Task to carry out:
Put the lines of the material into a JSON list of strings, with one string per line and any blank lines omitted.

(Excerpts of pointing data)
◇ ◇ ◇ ◇ ◇ ◇ ◇

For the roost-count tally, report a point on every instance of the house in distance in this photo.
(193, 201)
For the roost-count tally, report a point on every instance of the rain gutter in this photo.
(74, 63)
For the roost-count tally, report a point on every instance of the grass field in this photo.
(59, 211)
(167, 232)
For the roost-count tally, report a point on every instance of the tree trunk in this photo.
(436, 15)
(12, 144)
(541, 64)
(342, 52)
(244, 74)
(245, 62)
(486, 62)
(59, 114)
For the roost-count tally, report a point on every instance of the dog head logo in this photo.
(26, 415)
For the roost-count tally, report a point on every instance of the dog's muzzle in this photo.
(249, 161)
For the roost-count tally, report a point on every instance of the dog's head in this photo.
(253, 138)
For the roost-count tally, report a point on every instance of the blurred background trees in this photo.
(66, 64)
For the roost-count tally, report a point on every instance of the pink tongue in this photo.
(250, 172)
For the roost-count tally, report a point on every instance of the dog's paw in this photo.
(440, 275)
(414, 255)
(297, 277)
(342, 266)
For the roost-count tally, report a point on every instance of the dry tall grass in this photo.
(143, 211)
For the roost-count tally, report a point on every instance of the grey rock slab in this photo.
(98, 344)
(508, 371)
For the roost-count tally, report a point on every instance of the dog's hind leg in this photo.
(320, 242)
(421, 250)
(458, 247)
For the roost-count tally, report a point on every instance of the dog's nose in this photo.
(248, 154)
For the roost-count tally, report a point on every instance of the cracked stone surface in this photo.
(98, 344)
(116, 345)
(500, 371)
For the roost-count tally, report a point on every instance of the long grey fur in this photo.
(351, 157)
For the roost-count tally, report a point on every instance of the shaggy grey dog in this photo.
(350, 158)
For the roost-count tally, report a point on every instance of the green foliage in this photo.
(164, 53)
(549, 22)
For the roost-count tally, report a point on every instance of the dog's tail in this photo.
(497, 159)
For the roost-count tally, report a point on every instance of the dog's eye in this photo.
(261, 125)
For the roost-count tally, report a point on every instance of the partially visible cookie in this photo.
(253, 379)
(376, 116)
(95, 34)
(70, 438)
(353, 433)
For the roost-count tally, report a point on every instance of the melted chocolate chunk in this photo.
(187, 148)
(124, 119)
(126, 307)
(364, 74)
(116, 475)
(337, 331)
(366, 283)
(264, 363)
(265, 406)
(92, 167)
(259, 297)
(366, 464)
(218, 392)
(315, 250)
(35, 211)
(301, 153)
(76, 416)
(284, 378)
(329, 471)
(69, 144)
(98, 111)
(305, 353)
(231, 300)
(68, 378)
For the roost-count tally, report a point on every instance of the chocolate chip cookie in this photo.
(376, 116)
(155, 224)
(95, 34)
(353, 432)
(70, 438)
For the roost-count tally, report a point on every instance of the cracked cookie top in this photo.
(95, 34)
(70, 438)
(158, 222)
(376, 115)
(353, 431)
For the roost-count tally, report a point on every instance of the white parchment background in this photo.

◇ ◇ ◇ ◇ ◇ ◇ ◇

Response to the task:
[
  "For the roost-count tally, report a point on every instance of the house in distance in this photo.",
  "(193, 201)",
  "For the roost-count tally, report a point on every instance of the rain gutter in this photo.",
  "(74, 63)",
  "For the roost-count tally, report a point on every instance of the grass field in this photo.",
  "(59, 211)",
  "(167, 232)",
  "For the roost-count tally, report a point on every instance of the tree trunk in this photo.",
  "(436, 15)",
  "(12, 144)",
  "(541, 64)",
  "(342, 52)",
  "(244, 74)",
  "(245, 62)",
  "(486, 62)",
  "(59, 114)",
  "For the roost-count tally, report a point on every instance of the dog head logo in this photo.",
  "(26, 415)",
  "For the roost-count tally, report a point on every instance of the dog's muzzle in this photo.",
  "(249, 161)",
  "For the roost-count tally, report a point on every instance of the dog's head in this photo.",
  "(253, 138)",
  "For the roost-count tally, report a point on every instance of the blurred background trees in this photo.",
  "(66, 64)",
  "For the roost-count tally, report a point on every instance of the pink tongue in this photo.",
  "(250, 172)",
  "For the roost-count tally, report a point on every instance of the dog's paw in this photo.",
  "(440, 275)",
  "(414, 255)",
  "(297, 277)",
  "(342, 266)",
  "For the roost-count tally, report a point on every instance of the dry tall grass in this photo.",
  "(143, 211)",
  "For the roost-count tally, report a point on every instance of the grey rock slab in this photo.",
  "(98, 344)",
  "(508, 371)",
  "For the roost-count tally, report a point on every instance of the dog's hind leg in this photo.",
  "(320, 242)",
  "(421, 250)",
  "(458, 247)",
  "For the roost-count tally, report a point on every instance of the dog's nose in this photo.",
  "(248, 154)",
  "For the roost-count tally, report a point on every instance of the cracked stone surface in this photo.",
  "(98, 344)",
  "(116, 345)",
  "(500, 371)",
  "For the roost-count tally, report a point on every instance of the long grey fur in this photo.",
  "(351, 157)",
  "For the roost-count tally, report a point on every instance of the shaggy grey dog in this photo.",
  "(350, 158)",
  "For the roost-count tally, report a point on every instance of the green foliage in this photo.",
  "(164, 53)",
  "(549, 22)",
  "For the roost-count tally, report a point on every instance of the dog's tail in this photo.",
  "(497, 159)",
  "For the roost-count tally, report a point on every instance of the dog's eye in this photo.",
  "(261, 125)",
  "For the roost-count tally, report a point on every instance of the partially visible cookie in this photo.",
  "(253, 379)",
  "(376, 116)",
  "(95, 34)",
  "(70, 438)",
  "(353, 433)",
  "For the roost-count tally, report a point on every instance of the melted chocolate chunk in this photo.",
  "(187, 148)",
  "(124, 119)",
  "(126, 307)",
  "(364, 74)",
  "(116, 475)",
  "(337, 331)",
  "(366, 283)",
  "(264, 363)",
  "(265, 406)",
  "(92, 167)",
  "(259, 297)",
  "(366, 464)",
  "(218, 392)",
  "(315, 250)",
  "(35, 211)",
  "(301, 153)",
  "(76, 416)",
  "(284, 378)",
  "(329, 471)",
  "(69, 144)",
  "(98, 111)",
  "(305, 353)",
  "(231, 300)",
  "(68, 378)",
  "For the roost-count tally, report a point on every instance of the chocolate chip cookie in this photo.",
  "(376, 116)",
  "(155, 224)",
  "(95, 34)",
  "(353, 432)",
  "(70, 438)",
  "For the roost-count tally, report a point on every instance of the cracked cookie top in this photo.",
  "(95, 34)",
  "(70, 438)",
  "(158, 222)",
  "(376, 115)",
  "(353, 431)",
  "For the roost-count tally, report a point on every instance of the white parchment background in this photo."
]